To do
Could you transcribe the material below exactly, without leaving out a single line?

-=-=-=-=-

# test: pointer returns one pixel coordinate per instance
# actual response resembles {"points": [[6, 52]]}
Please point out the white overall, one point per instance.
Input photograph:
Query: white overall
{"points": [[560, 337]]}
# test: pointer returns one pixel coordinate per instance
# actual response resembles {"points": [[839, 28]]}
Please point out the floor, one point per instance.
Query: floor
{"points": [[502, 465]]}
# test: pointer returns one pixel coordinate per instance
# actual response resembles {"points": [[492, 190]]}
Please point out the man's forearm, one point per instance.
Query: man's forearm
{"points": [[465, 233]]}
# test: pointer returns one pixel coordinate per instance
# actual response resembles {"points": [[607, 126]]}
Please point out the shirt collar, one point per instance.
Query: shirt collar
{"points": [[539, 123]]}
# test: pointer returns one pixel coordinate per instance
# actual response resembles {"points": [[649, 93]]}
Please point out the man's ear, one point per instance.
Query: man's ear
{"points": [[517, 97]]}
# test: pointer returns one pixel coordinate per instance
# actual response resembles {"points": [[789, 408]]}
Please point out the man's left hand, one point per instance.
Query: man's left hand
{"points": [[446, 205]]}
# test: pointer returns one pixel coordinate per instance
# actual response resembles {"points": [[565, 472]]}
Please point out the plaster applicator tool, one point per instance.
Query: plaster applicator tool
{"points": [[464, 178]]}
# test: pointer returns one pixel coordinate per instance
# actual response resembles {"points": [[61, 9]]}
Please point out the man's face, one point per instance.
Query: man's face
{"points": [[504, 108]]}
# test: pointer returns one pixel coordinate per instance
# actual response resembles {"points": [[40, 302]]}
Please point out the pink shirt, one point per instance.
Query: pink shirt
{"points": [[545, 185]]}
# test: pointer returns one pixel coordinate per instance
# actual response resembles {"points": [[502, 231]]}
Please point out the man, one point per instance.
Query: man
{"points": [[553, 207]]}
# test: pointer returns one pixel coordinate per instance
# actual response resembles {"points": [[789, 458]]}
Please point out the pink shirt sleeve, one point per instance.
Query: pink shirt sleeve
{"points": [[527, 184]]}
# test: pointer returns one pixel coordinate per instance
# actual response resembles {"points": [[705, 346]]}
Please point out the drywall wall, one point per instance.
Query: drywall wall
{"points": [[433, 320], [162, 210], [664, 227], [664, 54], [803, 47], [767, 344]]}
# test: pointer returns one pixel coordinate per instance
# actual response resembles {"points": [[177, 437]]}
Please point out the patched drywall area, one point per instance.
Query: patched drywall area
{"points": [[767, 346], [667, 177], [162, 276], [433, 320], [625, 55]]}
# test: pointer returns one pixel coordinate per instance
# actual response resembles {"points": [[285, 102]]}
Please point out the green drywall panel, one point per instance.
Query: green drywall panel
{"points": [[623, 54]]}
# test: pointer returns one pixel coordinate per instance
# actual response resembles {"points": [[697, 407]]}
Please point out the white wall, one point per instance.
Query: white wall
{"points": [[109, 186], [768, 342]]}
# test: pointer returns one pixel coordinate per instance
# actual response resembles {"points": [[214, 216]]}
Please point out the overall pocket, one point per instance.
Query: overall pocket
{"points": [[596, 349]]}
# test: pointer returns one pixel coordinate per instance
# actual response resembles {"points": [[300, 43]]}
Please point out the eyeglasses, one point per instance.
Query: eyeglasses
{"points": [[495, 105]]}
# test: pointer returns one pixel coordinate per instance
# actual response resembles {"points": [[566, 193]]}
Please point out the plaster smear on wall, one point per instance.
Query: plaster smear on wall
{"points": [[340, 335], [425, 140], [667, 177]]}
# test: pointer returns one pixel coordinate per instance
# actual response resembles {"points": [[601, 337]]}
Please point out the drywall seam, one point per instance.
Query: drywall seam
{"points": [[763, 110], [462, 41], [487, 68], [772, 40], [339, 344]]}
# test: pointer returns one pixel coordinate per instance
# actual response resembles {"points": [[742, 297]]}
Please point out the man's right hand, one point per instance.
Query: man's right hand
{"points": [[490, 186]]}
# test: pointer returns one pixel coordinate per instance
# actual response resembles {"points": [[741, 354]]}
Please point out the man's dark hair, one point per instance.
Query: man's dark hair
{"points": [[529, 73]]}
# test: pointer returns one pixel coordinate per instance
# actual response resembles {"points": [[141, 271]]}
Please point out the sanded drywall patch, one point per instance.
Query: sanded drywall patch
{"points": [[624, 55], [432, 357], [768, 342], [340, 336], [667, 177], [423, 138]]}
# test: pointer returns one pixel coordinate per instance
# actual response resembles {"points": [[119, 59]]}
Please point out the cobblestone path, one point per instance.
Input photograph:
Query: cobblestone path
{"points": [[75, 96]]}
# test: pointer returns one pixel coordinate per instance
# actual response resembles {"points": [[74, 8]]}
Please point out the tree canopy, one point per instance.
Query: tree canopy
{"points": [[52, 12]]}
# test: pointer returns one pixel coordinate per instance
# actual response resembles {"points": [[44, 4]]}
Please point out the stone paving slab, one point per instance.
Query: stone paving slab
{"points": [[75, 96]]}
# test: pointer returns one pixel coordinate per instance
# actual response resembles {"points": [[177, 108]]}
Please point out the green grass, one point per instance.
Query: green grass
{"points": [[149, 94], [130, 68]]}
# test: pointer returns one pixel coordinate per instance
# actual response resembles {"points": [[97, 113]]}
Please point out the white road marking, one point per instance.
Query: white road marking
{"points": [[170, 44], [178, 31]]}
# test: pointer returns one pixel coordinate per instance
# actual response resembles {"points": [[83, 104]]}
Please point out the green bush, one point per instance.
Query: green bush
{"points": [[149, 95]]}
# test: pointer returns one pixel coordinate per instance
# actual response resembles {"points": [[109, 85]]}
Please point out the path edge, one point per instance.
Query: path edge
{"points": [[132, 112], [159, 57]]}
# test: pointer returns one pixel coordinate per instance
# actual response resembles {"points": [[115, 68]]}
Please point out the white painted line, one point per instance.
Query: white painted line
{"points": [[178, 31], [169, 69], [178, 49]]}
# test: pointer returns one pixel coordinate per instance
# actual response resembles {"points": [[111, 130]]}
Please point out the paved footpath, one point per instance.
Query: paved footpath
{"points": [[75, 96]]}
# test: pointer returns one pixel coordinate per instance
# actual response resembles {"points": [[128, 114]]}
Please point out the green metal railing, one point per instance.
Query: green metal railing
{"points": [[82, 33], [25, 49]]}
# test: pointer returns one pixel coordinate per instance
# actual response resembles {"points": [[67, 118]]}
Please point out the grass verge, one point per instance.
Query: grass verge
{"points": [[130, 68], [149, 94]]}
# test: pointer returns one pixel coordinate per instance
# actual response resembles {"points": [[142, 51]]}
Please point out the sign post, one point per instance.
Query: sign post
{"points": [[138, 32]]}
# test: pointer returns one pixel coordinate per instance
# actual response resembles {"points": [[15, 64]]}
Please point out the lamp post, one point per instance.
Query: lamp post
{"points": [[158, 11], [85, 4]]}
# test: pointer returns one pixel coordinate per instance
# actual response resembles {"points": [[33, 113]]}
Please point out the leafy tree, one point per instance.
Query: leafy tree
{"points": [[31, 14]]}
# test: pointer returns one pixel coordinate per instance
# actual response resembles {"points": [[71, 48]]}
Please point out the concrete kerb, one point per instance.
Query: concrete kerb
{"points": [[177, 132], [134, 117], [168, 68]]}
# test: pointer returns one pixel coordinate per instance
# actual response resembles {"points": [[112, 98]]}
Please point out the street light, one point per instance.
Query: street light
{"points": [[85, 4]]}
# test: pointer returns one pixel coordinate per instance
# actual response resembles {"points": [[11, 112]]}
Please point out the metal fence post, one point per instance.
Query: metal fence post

-=-=-=-=-

Task solution
# test: pointer returns one pixel coordinate per instance
# actual response resembles {"points": [[6, 52]]}
Please point out the white overall, one point per instance.
Input photograph:
Query: white overall
{"points": [[560, 337]]}
# test: pointer returns one pixel coordinate per instance
# actual response resembles {"points": [[839, 28]]}
Please point out the floor, one point per instance.
Query: floor
{"points": [[502, 465]]}
# test: pointer returns one pixel coordinate per instance
# actual response resembles {"points": [[492, 190]]}
Please point out the man's forearm, one point per instance.
Query: man's forearm
{"points": [[465, 233]]}
# test: pointer returns one pixel coordinate per instance
# actual response resembles {"points": [[607, 126]]}
Please point out the shirt collar, one point per instance.
Query: shirt collar
{"points": [[539, 123]]}
# test: pointer returns one pixel coordinate per instance
# actual response resembles {"points": [[649, 93]]}
Please point out the man's ear, one point per instance.
Query: man's ear
{"points": [[517, 97]]}
# test: pointer returns one pixel coordinate per instance
# actual response resembles {"points": [[789, 408]]}
Please point out the man's left hand, one point per instance.
Query: man's left hand
{"points": [[446, 205]]}
# test: pointer returns one pixel coordinate per instance
# actual response resembles {"points": [[565, 472]]}
Please point out the plaster applicator tool, one point per instance.
Query: plaster applicator tool
{"points": [[464, 178]]}
# test: pointer returns one pixel coordinate per instance
# actual response resembles {"points": [[61, 9]]}
Please point out the man's face, one point per instance.
Query: man's face
{"points": [[504, 108]]}
# test: pointer returns one pixel coordinate per instance
# actual response resembles {"points": [[40, 302]]}
Please point out the pink shirt, one point per instance.
Query: pink shirt
{"points": [[545, 185]]}
# test: pointer returns one pixel coordinate per instance
# actual response resembles {"points": [[502, 231]]}
Please point out the man, one point per instance.
Query: man
{"points": [[553, 207]]}
# test: pointer returns one pixel coordinate per instance
# actual response resembles {"points": [[789, 458]]}
Please point out the pink shirt sleeve, one point per instance.
Query: pink shirt sleeve
{"points": [[527, 184]]}
# test: pointer returns one pixel coordinate per instance
# actual response resembles {"points": [[705, 346]]}
Please point out the drywall wall, one point per instance.
Query: drywall wall
{"points": [[433, 320], [162, 210], [664, 227], [664, 54], [803, 47], [767, 344]]}
# test: pointer returns one pixel coordinate per instance
# actual response resembles {"points": [[177, 437]]}
Please point out the patched drywall area, one point per instance.
Query: patched drywall area
{"points": [[767, 346], [667, 177], [162, 276], [433, 320], [625, 55]]}
# test: pointer returns one pixel coordinate per instance
# actual response resembles {"points": [[285, 102]]}
Please point out the green drywall panel, one point per instance.
Query: green drywall panel
{"points": [[623, 54]]}
# test: pointer returns one pixel coordinate per instance
# actual response resembles {"points": [[697, 407]]}
Please point out the white wall, one point per instance.
Query: white wall
{"points": [[109, 186], [768, 342]]}
# test: pointer returns one pixel coordinate per instance
# actual response resembles {"points": [[214, 216]]}
Please point out the overall pocket, one point per instance.
Query: overall pocket
{"points": [[596, 349]]}
# test: pointer returns one pixel coordinate per instance
# actual response resembles {"points": [[300, 43]]}
Please point out the eyeglasses, one point per instance.
Query: eyeglasses
{"points": [[495, 105]]}
# test: pointer returns one pixel coordinate per instance
# actual response resembles {"points": [[566, 193]]}
Please point out the plaster smear on wall, one point per instance.
Query: plaster smear on wall
{"points": [[340, 335], [425, 140], [667, 177]]}
# test: pointer returns one pixel coordinate per instance
# actual response resembles {"points": [[601, 337]]}
Please point out the drywall seam, one point per instance.
Query: drywall seam
{"points": [[763, 110], [462, 41], [487, 68], [772, 40], [339, 344]]}
# test: pointer returns one pixel coordinate per instance
# actual response resembles {"points": [[742, 297]]}
Please point out the man's right hand, one point per instance.
Query: man's right hand
{"points": [[490, 186]]}
# test: pointer returns one pixel coordinate per instance
# actual response resembles {"points": [[741, 354]]}
Please point out the man's dark hair, one point per instance.
Query: man's dark hair
{"points": [[529, 73]]}
# test: pointer returns one pixel coordinate per instance
# actual response resembles {"points": [[141, 271]]}
Please point out the sanded drywall patch, one point per instance.
Query: sanded drywall patch
{"points": [[624, 55], [432, 357], [768, 342], [340, 336], [667, 177], [423, 138]]}
# test: pointer returns one pixel coordinate per instance
# actual response resembles {"points": [[119, 59]]}
Please point out the cobblestone path, one point per instance.
Input photograph:
Query: cobblestone path
{"points": [[75, 96]]}
# test: pointer returns one pixel coordinate per instance
# actual response resembles {"points": [[74, 8]]}
Please point out the tree canopy, one point per instance.
Query: tree canopy
{"points": [[52, 12]]}
# test: pointer returns one pixel coordinate per instance
# actual response resembles {"points": [[44, 4]]}
Please point out the stone paving slab, one point per instance.
Query: stone paving slab
{"points": [[75, 96]]}
# test: pointer returns one pixel coordinate per instance
# actual response resembles {"points": [[177, 108]]}
Please point out the green grass, one point per instance.
Query: green grass
{"points": [[149, 94], [130, 68]]}
# test: pointer returns one pixel coordinate per instance
# actual response resembles {"points": [[97, 113]]}
Please point out the white road marking, one point per instance.
Query: white road marking
{"points": [[170, 44], [178, 31]]}
# test: pointer returns one pixel coordinate per instance
# actual response resembles {"points": [[83, 104]]}
Please point out the green bush, one point per instance.
Query: green bush
{"points": [[149, 95]]}
# test: pointer returns one pixel coordinate per instance
# actual response resembles {"points": [[109, 85]]}
Please point out the path edge, one point per instance.
Query: path edge
{"points": [[132, 112], [159, 57]]}
# test: pointer returns one pixel coordinate per instance
# actual response resembles {"points": [[115, 68]]}
Please point out the white painted line, one point per instance.
Query: white painted line
{"points": [[178, 31], [169, 69], [178, 49]]}
# test: pointer returns one pixel coordinate per instance
# actual response resembles {"points": [[111, 130]]}
Please point out the paved footpath, one point per instance.
Query: paved footpath
{"points": [[75, 96]]}
# test: pointer returns one pixel coordinate per instance
# actual response resembles {"points": [[128, 114]]}
Please point out the green metal railing, one point per instance.
Query: green metal railing
{"points": [[82, 33], [25, 49]]}
# test: pointer returns one pixel coordinate per instance
# actual response resembles {"points": [[67, 118]]}
Please point out the grass verge, one point per instance.
Query: grass verge
{"points": [[130, 68], [149, 94]]}
# test: pointer returns one pixel coordinate per instance
# actual response resembles {"points": [[142, 51]]}
Please point out the sign post, one point per instance.
Query: sign post
{"points": [[138, 32]]}
# test: pointer returns one pixel coordinate per instance
# actual response resembles {"points": [[15, 64]]}
Please point out the lamp post, one point per instance.
Query: lamp post
{"points": [[158, 11], [85, 4]]}
# test: pointer returns one pixel coordinate per instance
# actual response resembles {"points": [[33, 113]]}
Please point out the leafy tree, one point per instance.
Query: leafy tree
{"points": [[31, 14]]}
# test: pointer returns one pixel coordinate per instance
# actual response resembles {"points": [[71, 48]]}
Please point out the concrete kerb, one point per instance.
Query: concrete kerb
{"points": [[177, 132], [134, 117], [168, 68]]}
# test: pointer returns one pixel coordinate per instance
# actual response resembles {"points": [[112, 98]]}
Please point out the street light, one point per instance.
Query: street light
{"points": [[85, 4]]}
# test: pointer returns one pixel coordinate per instance
# actual response resembles {"points": [[11, 112]]}
Please point out the metal fence post, one point per instance.
Query: metal fence post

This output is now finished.